◆ **Try it**:
Whenever the word "dark" shows up in a line of the data, copy that line.

Stored data entries:
====================
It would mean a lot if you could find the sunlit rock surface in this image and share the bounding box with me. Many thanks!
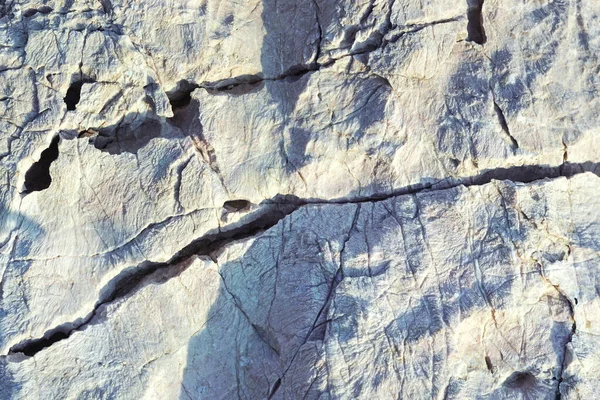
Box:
[0,0,598,398]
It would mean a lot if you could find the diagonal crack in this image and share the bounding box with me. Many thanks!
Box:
[5,159,599,358]
[268,205,361,399]
[6,202,298,357]
[216,269,281,357]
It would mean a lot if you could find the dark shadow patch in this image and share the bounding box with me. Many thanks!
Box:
[485,355,494,372]
[22,6,52,17]
[268,378,281,399]
[23,136,60,194]
[493,100,518,149]
[90,120,164,155]
[10,330,68,356]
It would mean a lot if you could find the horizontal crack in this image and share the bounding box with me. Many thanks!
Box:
[7,202,298,357]
[166,15,463,100]
[263,161,600,207]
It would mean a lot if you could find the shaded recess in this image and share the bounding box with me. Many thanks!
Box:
[64,81,84,110]
[467,0,486,44]
[23,136,60,193]
[167,80,199,110]
[223,199,251,212]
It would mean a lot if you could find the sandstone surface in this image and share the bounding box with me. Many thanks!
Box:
[0,0,598,398]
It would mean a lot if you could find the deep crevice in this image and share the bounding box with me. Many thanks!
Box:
[262,162,600,207]
[167,80,199,110]
[268,378,282,400]
[64,81,86,111]
[8,160,599,357]
[22,136,60,194]
[467,0,486,45]
[553,288,576,400]
[484,355,494,373]
[165,16,458,98]
[7,203,298,357]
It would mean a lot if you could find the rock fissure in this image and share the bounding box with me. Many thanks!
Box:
[492,98,519,150]
[263,161,600,207]
[6,203,298,358]
[5,160,597,357]
[466,0,486,44]
[165,15,462,99]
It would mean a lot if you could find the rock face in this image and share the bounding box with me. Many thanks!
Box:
[0,0,598,398]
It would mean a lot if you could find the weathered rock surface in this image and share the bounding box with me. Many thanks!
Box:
[0,0,598,398]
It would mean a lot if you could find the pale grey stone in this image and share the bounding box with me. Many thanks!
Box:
[0,0,598,398]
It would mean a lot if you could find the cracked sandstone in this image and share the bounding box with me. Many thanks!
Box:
[6,202,298,357]
[268,205,361,399]
[490,92,519,150]
[165,15,462,97]
[6,161,598,357]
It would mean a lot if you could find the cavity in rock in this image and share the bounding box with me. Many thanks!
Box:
[467,0,486,45]
[223,199,251,212]
[503,371,537,390]
[23,136,60,194]
[167,80,199,110]
[64,81,84,111]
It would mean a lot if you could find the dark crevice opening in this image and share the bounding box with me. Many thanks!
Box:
====================
◆ **Task response**:
It would mean a lot if you could find the dark shadow patch in this image and share the bounding box with me. Many thanks!
It would mean a lot if you could find the dark crevice opening in this image and share the bounding box with me. Many thanks!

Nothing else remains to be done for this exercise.